◆ What is being asked
Swap each "photo" in the data below for "image" and keep everything else the same. Leave the pictures out of your copy.

Object position labeling data:
— begin —

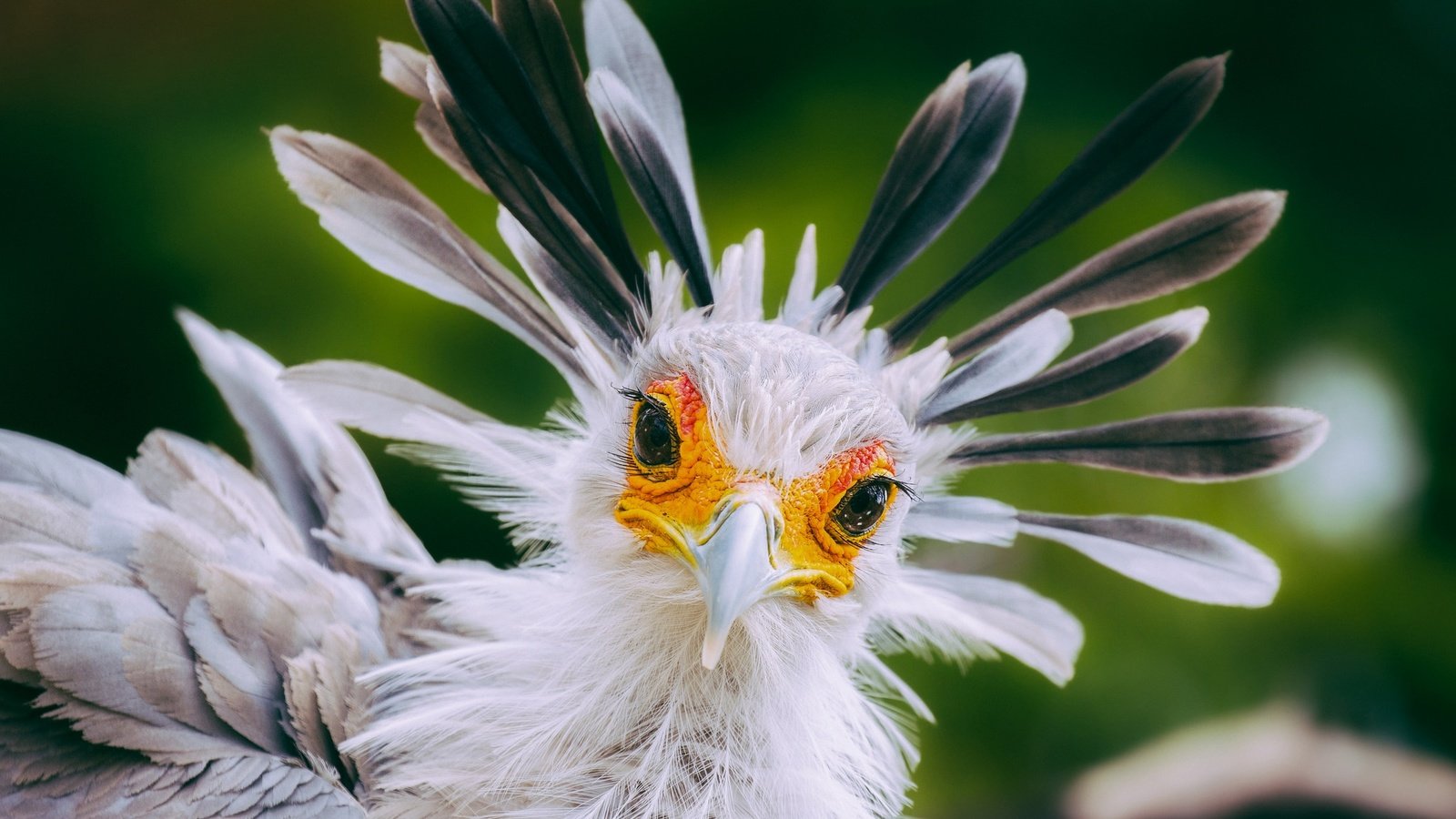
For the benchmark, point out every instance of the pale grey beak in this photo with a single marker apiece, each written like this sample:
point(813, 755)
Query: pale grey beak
point(735, 566)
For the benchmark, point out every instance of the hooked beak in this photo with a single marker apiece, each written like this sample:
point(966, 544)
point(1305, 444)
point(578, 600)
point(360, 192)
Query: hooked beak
point(735, 566)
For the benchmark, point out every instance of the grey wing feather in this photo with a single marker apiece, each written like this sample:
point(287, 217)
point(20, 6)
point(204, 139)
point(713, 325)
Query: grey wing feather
point(1165, 258)
point(1104, 369)
point(390, 225)
point(945, 157)
point(407, 69)
point(619, 43)
point(1186, 559)
point(1139, 137)
point(191, 647)
point(652, 175)
point(1196, 445)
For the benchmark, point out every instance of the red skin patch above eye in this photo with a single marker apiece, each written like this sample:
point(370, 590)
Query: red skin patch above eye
point(657, 506)
point(689, 402)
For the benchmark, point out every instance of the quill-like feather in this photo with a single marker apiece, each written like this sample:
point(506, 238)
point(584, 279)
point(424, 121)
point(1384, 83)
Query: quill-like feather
point(1181, 557)
point(501, 106)
point(1196, 445)
point(652, 174)
point(1176, 254)
point(950, 149)
point(390, 225)
point(1104, 369)
point(619, 43)
point(1016, 359)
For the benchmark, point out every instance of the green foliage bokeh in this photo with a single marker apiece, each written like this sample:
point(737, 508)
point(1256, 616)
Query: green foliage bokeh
point(137, 179)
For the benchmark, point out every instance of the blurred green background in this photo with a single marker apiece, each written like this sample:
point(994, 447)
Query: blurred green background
point(137, 179)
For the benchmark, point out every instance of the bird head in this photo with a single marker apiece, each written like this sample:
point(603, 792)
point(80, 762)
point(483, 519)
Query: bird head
point(762, 471)
point(757, 458)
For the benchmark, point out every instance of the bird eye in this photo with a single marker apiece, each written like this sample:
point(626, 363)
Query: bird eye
point(654, 440)
point(863, 508)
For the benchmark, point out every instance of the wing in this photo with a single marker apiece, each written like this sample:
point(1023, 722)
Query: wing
point(184, 640)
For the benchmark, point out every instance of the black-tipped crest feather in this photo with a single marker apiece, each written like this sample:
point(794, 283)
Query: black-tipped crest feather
point(1125, 150)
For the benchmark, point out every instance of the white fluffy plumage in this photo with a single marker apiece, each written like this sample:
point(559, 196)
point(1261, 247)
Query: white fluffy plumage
point(283, 644)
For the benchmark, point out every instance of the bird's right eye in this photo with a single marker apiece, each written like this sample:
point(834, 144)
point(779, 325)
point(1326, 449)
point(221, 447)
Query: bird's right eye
point(654, 439)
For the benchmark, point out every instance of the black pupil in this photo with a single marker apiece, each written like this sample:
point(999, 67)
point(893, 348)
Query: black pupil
point(861, 511)
point(654, 443)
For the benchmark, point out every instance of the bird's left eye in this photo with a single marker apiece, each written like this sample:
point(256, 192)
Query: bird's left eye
point(863, 508)
point(654, 440)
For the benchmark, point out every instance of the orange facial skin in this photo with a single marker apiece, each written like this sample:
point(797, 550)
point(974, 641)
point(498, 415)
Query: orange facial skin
point(660, 501)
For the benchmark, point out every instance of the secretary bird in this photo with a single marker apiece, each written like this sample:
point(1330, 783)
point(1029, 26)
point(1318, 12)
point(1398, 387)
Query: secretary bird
point(713, 531)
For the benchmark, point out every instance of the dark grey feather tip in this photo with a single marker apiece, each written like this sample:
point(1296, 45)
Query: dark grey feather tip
point(1104, 369)
point(1179, 252)
point(1147, 131)
point(945, 157)
point(1193, 446)
point(1184, 559)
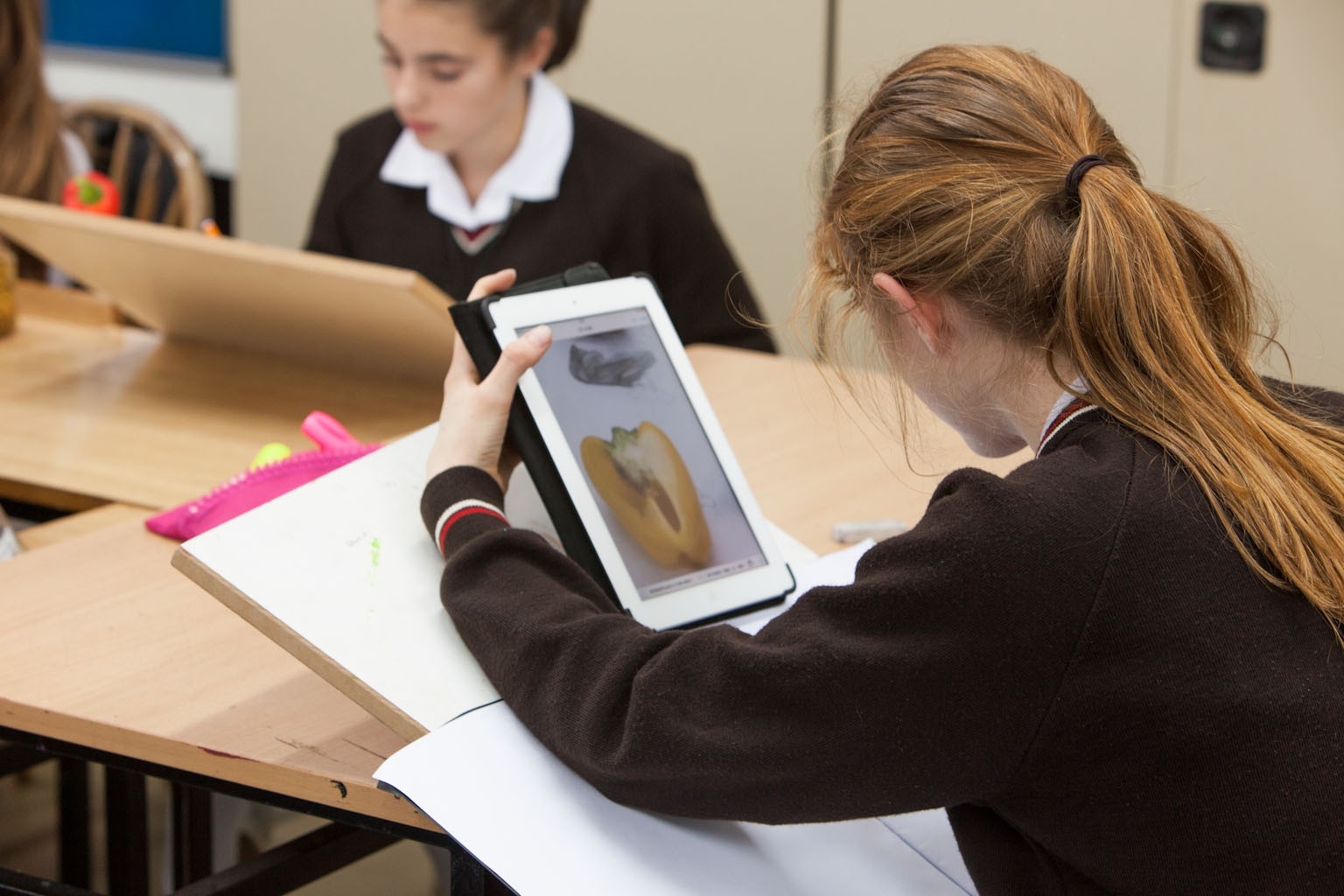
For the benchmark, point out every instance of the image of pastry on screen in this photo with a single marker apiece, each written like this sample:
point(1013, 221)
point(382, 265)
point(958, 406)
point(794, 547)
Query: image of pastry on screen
point(649, 466)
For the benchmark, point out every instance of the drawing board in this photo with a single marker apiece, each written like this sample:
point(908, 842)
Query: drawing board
point(238, 294)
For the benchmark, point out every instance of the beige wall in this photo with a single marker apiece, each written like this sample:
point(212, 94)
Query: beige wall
point(1263, 155)
point(739, 83)
point(303, 70)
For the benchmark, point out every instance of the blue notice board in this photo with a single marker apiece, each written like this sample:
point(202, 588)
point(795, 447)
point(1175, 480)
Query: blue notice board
point(190, 29)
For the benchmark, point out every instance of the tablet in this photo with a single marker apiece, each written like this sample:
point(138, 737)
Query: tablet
point(640, 454)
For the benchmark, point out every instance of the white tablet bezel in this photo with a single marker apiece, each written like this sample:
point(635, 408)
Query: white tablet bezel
point(511, 315)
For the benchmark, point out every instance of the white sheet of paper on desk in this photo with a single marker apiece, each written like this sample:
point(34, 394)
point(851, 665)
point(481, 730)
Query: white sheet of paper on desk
point(344, 562)
point(543, 830)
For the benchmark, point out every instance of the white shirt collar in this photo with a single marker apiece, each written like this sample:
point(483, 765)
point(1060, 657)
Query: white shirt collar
point(533, 173)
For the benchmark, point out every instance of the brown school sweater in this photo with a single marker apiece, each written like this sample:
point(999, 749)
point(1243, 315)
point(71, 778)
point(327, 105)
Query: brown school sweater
point(1071, 659)
point(626, 202)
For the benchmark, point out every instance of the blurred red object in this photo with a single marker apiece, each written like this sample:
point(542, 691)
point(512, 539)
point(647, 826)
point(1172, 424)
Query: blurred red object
point(92, 191)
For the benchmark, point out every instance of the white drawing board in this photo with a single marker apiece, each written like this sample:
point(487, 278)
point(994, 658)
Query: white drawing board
point(341, 574)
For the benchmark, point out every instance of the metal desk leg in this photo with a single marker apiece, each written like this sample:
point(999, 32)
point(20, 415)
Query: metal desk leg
point(128, 841)
point(73, 798)
point(191, 835)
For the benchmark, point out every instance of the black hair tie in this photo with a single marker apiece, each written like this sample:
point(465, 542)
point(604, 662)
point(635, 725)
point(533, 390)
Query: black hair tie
point(1075, 176)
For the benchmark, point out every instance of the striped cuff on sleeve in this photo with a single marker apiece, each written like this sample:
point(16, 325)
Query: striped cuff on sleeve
point(458, 512)
point(460, 504)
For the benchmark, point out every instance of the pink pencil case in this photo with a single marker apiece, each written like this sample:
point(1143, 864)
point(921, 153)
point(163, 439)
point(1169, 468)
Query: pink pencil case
point(335, 448)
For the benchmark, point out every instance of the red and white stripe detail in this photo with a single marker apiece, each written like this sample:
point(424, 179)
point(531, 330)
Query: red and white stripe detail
point(1071, 411)
point(461, 511)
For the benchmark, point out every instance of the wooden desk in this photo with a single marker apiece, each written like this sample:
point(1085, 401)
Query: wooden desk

— end —

◆ Answer for the task
For the benchmark, point out every instance of the pale grey beak in this image with a single marker apiece, each written like this sample:
point(813, 755)
Query: pale grey beak
point(735, 566)
For the benchmark, point out every instance of the hooked beak in this image with a single marker apiece, each written like this sample:
point(966, 544)
point(1305, 444)
point(578, 600)
point(360, 192)
Query: hooked beak
point(735, 566)
For the benchmark, point out every instance of the grey wing feather in this image with a single marker apiece, each written like this sample:
point(287, 217)
point(20, 6)
point(204, 139)
point(713, 325)
Query: grey wing feather
point(1165, 258)
point(1104, 369)
point(390, 225)
point(945, 157)
point(407, 69)
point(619, 43)
point(1186, 559)
point(1139, 137)
point(191, 647)
point(652, 175)
point(1196, 445)
For the benchmark, point out every instance of the red skin patch above eye in this image with a single marker apiece, each written like this sample:
point(370, 590)
Query: red skin patch above eye
point(657, 506)
point(689, 402)
For the benchmark, point out every instance of the quill-like feather in this image with a single marker apiece, each written like this sample:
point(506, 238)
point(584, 279)
point(424, 121)
point(1384, 83)
Query: quill-like feather
point(1181, 557)
point(501, 106)
point(1196, 445)
point(652, 174)
point(1176, 254)
point(950, 149)
point(390, 225)
point(1104, 369)
point(619, 43)
point(1016, 359)
For the benchmark, point out every instance of the green foliage bokeh in this image with a single marker apiece, each written like this sample:
point(737, 508)
point(1256, 616)
Query: green foliage bokeh
point(137, 179)
For the benchmark, point out every instance of the blurred green background in this image with a single marker apiece, each written like this sample:
point(994, 447)
Query: blurred green background
point(137, 179)
For the benchmark, point out every instance of the bird head in this image with a single marker apiece, each written like this sample:
point(603, 792)
point(80, 762)
point(483, 519)
Query: bird head
point(762, 471)
point(757, 458)
For the benchmark, point out every instance of the bird eye in this image with a single marker apiece, each written like this sample:
point(626, 363)
Query: bird eye
point(654, 440)
point(863, 508)
For the benchmark, point out every instance of the wing in this image with a single marker apiece, each written like this sample:
point(1023, 722)
Query: wing
point(184, 640)
For the benchmark, point out every instance of the black-tipped crest feather in this image with a single marker apiece, each written like this sample:
point(794, 283)
Query: black-tipped crest feather
point(1125, 150)
For the benchmark, point out every instance of the white fluffy plumage in this image with a single marker apiece, each written like this sample:
point(559, 196)
point(1261, 247)
Query: white fluffy plumage
point(283, 644)
For the benchmark, point out every instance of the bird's right eye in this image with a single marker apiece, each written like this sample:
point(834, 144)
point(779, 325)
point(1326, 449)
point(221, 447)
Query: bird's right eye
point(654, 439)
For the benchmark, point out every instance of the black pupil in this image with a single marker apiece, each written like this sample:
point(999, 67)
point(893, 348)
Query: black pupil
point(861, 511)
point(654, 443)
For the benchmark, point out every instance of the bird's left eye in this image with a single marker apiece, each written like this sample:
point(256, 192)
Query: bird's left eye
point(863, 508)
point(654, 440)
For the benchmark, point out every instance of the orange facial skin in this image with a single marker apiece, each written like this sample:
point(797, 550)
point(974, 641)
point(498, 415)
Query: orange facial skin
point(660, 501)
For the benchmark, point out every instance of the secretary bird in this image with a single marker apiece, each written like this sample:
point(1330, 783)
point(1029, 26)
point(1318, 12)
point(1398, 387)
Query: secretary bird
point(713, 531)
For the benchmark, point out every instance of the dark grey feather tip in this image with a single marker apiece, each written like this sample:
point(1296, 45)
Query: dark grey feather tip
point(1104, 369)
point(1179, 252)
point(1147, 131)
point(945, 157)
point(1193, 446)
point(1184, 559)
For the benchmark, point out every instance of the image of pastry on screen in this image with a single marker apiece, each written like this sample:
point(1013, 221)
point(382, 265)
point(958, 406)
point(794, 547)
Query: image of pastry on screen
point(649, 466)
For the benchmark, point out every instance of the drawing board in this image with a single marker apiece, each written like this sample:
point(908, 842)
Query: drawing board
point(238, 294)
For the benchmark, point out every instance of the beige wall in this image with a single marker apiece, each written like this sample:
point(212, 94)
Query: beige wall
point(1263, 155)
point(739, 83)
point(303, 70)
For the benchmark, point out every instance of the blue notice board in this image with a single marker apiece, each written like this sample:
point(202, 588)
point(795, 447)
point(1175, 480)
Query: blue notice board
point(190, 29)
For the benchmark, point out every instance of the tablet in this image with a single marker apiece, each written like this sample:
point(138, 737)
Query: tablet
point(640, 454)
For the benchmark, point out every instance of the white tablet bezel in this image with a single marker apiece, each written like this sample:
point(635, 408)
Query: white tablet bezel
point(511, 315)
For the benchmark, point out every instance of the white sheet of paper on desk in this image with a single marker apiece, each written like this sample:
point(34, 394)
point(851, 665)
point(481, 730)
Query: white sheet of paper on desk
point(344, 562)
point(543, 830)
For the benchmark, point out every instance of the white shirt collar in this image with a single marker apiece, each written like this sample:
point(483, 765)
point(1060, 657)
Query: white shirt collar
point(533, 173)
For the benchmark, point out every instance of the brown school sweater in this image with a single marker apiece, each written like this sample:
point(999, 749)
point(1243, 315)
point(71, 778)
point(327, 105)
Query: brown school sweater
point(1071, 659)
point(626, 202)
For the benchmark, point out every instance of the blurred red object in this image with a single marker apiece, each written like this sample:
point(542, 691)
point(512, 539)
point(647, 826)
point(1172, 424)
Query: blurred red object
point(92, 191)
For the benchmark, point out every instance of the white drawing board in this image with a single marker apiece, each written like this sample:
point(487, 278)
point(994, 658)
Query: white drawing board
point(341, 574)
For the benchmark, point out every instance of the metal desk leg in this image with a single marker apiece, each written like this sample:
point(999, 32)
point(20, 415)
Query: metal desk leg
point(128, 841)
point(73, 798)
point(191, 835)
For the benchmark, point out every instance of the black hair tie in this image with a single marker apiece, each written like this sample:
point(465, 542)
point(604, 662)
point(635, 725)
point(533, 390)
Query: black hair tie
point(1075, 176)
For the benchmark, point out every instance of the striped cuff on sleeve in this image with a single marker apiece, each written like this sample:
point(16, 325)
Query: striped cuff on sleeve
point(458, 512)
point(460, 504)
For the benchmark, point out every instance of the pink pencil case in this image with a single marker apiece, each written like this sample:
point(1143, 864)
point(921, 153)
point(163, 439)
point(1169, 468)
Query: pink pencil case
point(335, 448)
For the benchmark, point out every instance of the red and white stripe detail in this image with a single marker apiece, each written like this sample:
point(424, 179)
point(531, 330)
Query: red and white stripe detail
point(1071, 411)
point(461, 511)
For the benchmark, point out every instance of the wooden desk in this image with a single marker apiece, each written like this sample:
point(1085, 401)
Query: wooden desk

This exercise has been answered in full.